§ **Request**
Render the part of the data that opens with the line containing "Find every instance of the curly brown" and closes with the line containing "x=199 y=263" as a JSON list of strings, one string per line and blank lines left out.

-- Record extracts start --

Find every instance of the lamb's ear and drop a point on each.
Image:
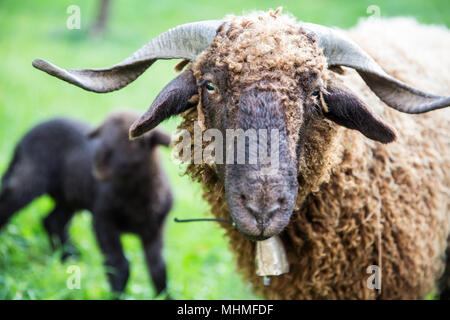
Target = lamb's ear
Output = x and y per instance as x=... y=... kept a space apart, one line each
x=346 y=109
x=159 y=137
x=173 y=99
x=94 y=132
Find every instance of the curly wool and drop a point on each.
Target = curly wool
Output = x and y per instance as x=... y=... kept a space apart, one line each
x=349 y=183
x=267 y=51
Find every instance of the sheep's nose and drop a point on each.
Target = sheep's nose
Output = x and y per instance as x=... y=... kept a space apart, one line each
x=263 y=211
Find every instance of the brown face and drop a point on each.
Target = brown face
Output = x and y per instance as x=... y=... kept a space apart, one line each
x=268 y=94
x=258 y=79
x=260 y=196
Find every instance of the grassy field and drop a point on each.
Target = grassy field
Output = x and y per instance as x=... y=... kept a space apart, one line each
x=199 y=264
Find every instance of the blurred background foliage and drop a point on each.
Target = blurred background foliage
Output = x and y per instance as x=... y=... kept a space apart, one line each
x=199 y=264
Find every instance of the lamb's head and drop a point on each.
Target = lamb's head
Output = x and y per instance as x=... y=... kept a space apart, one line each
x=262 y=72
x=118 y=159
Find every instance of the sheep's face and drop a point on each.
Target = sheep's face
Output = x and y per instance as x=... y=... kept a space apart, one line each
x=266 y=80
x=117 y=158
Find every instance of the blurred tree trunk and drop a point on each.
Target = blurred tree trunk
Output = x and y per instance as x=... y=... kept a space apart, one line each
x=102 y=18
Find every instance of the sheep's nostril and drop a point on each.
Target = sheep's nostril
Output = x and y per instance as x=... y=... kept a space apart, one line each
x=282 y=200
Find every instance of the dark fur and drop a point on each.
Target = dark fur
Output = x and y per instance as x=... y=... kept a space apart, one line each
x=349 y=111
x=130 y=192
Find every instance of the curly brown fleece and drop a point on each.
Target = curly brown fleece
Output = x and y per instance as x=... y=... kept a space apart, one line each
x=348 y=183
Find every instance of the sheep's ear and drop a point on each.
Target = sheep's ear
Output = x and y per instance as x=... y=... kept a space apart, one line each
x=94 y=132
x=159 y=137
x=346 y=109
x=173 y=99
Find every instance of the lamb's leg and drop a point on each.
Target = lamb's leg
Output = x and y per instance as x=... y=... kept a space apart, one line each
x=11 y=201
x=57 y=226
x=108 y=237
x=444 y=282
x=155 y=261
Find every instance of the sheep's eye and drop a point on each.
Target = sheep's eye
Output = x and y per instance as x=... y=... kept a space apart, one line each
x=210 y=87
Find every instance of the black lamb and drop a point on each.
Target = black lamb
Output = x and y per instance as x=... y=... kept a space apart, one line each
x=120 y=181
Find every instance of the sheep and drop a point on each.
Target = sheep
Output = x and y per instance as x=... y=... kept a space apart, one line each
x=100 y=170
x=359 y=184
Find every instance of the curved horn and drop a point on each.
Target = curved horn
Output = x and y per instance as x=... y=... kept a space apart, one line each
x=185 y=41
x=341 y=51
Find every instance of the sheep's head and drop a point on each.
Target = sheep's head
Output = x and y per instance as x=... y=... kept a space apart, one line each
x=262 y=71
x=118 y=159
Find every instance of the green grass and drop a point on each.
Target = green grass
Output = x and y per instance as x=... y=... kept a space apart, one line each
x=199 y=263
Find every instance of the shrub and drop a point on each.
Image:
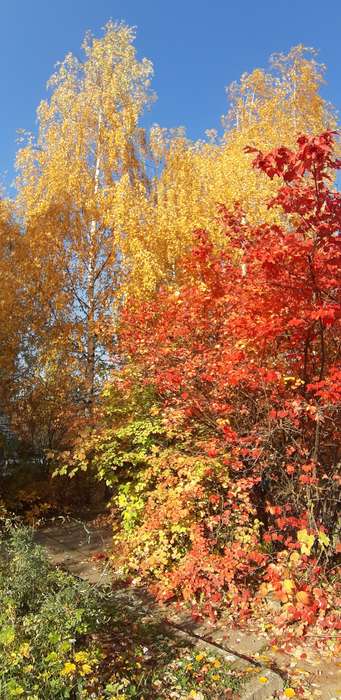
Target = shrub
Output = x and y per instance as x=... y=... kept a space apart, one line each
x=45 y=615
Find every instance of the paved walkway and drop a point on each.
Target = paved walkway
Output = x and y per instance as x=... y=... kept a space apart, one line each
x=82 y=549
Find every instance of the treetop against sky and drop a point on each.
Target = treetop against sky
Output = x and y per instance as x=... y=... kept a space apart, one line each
x=196 y=49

-- Record extracts end --

§ **Finished exercise**
[
  "Find every instance of the curly brown fleece and drop a point on each.",
  "Target = curly brown fleece",
  "Output = x and y per instance as x=... y=... kept a space apart, one line each",
  "x=348 y=183",
  "Find every instance of the sheep's ear and drop a point on each.",
  "Target = sheep's ear",
  "Output = x and y per instance as x=... y=... kept a space apart, one line each",
  "x=94 y=132",
  "x=159 y=137",
  "x=346 y=109",
  "x=173 y=99",
  "Find every instance of the lamb's leg and drop a point on each.",
  "Target = lamb's leg",
  "Output = x and y per instance as x=... y=... kept a space apart, one line each",
  "x=11 y=201",
  "x=57 y=226",
  "x=108 y=237",
  "x=444 y=282",
  "x=155 y=261",
  "Find every instance of the sheep's eye and drop a point on each.",
  "Target = sheep's eye",
  "Output = x and y per instance as x=... y=... kept a space apart, one line each",
  "x=210 y=87",
  "Find every instance of the black lamb and drop a point on each.",
  "Target = black lamb",
  "Output = x and y per instance as x=... y=... kept a space apart, one line each",
  "x=120 y=181",
  "Find every instance of the sheep and drop a point on each.",
  "Target = sheep",
  "Output = x and y per instance as x=... y=... kept a space apart, one line each",
  "x=100 y=170",
  "x=359 y=184",
  "Find every instance of the curved horn and drop a point on each.",
  "Target = curved horn",
  "Output = x and y per instance as x=... y=... kept a space apart, one line each",
  "x=185 y=41",
  "x=341 y=51",
  "Find every instance of the sheep's head and drop a point on each.",
  "Target = sheep's head",
  "Output = x and y per instance as x=... y=... kept a space apart, one line each",
  "x=262 y=71",
  "x=118 y=159",
  "Find every instance of the green grass and drop a point on each.",
  "Target = green grass",
  "Output = x and y per instance as x=... y=... kept a space apart, one line each",
  "x=199 y=263"
]